• **What the task asks**: Rewrite the lines between the one holding "[Batch spec] Target class: red" and the one holding "[[0, 431, 650, 546]]", inclusive, as a Markdown table with the columns Number and Record line. Number them in order and leave out any blank lines.

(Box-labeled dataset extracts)
■ ■ ■ ■

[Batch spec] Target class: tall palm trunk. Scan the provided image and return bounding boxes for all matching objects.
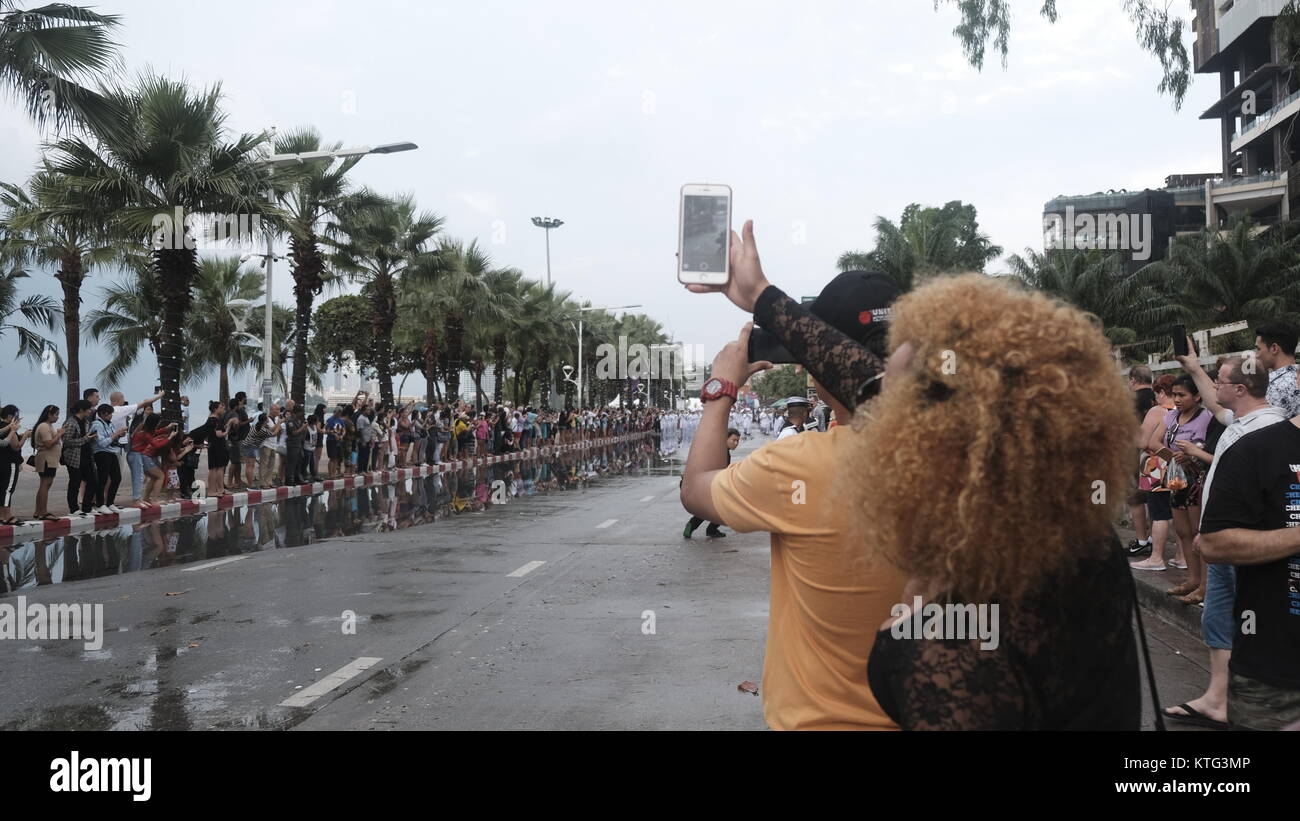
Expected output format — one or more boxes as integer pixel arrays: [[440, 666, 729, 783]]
[[529, 344, 551, 411], [153, 248, 199, 425], [372, 274, 398, 403], [217, 328, 230, 408], [55, 253, 85, 408], [424, 325, 438, 408], [447, 313, 465, 401], [289, 231, 325, 405]]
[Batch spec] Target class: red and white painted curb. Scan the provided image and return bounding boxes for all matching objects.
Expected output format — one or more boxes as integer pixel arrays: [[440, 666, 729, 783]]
[[0, 431, 650, 546]]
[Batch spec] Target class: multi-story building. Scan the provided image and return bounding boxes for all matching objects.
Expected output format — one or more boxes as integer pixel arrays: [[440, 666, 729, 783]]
[[1043, 0, 1300, 262], [1192, 0, 1300, 227]]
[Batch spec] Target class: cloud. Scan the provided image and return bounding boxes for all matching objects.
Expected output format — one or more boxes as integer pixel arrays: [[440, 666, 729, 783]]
[[452, 191, 497, 214]]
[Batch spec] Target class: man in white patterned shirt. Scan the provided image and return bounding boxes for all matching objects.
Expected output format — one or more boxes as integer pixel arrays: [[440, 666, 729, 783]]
[[1255, 322, 1300, 418]]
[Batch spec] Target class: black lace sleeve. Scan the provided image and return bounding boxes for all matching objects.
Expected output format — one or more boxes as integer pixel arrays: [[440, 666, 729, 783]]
[[754, 284, 885, 411], [876, 631, 1039, 730]]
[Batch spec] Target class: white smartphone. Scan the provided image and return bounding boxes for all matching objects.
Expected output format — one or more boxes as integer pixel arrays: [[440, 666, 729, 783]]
[[677, 183, 731, 284]]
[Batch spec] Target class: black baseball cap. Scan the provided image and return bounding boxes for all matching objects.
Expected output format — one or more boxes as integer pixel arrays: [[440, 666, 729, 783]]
[[809, 270, 898, 342]]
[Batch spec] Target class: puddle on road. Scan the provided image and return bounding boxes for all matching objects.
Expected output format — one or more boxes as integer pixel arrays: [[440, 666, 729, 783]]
[[0, 442, 702, 731], [0, 442, 685, 595]]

■ ■ ■ ■

• **Written reply**:
| Number | Record line |
|---|---|
| 1 | [Batch spec] Target class: red and white painted curb. Scan the provided image and return bounding boxes for all matching objects. |
| 2 | Expected output format — one or more boxes as integer pixel arrays: [[440, 666, 729, 783]] |
| 3 | [[0, 431, 650, 546]] |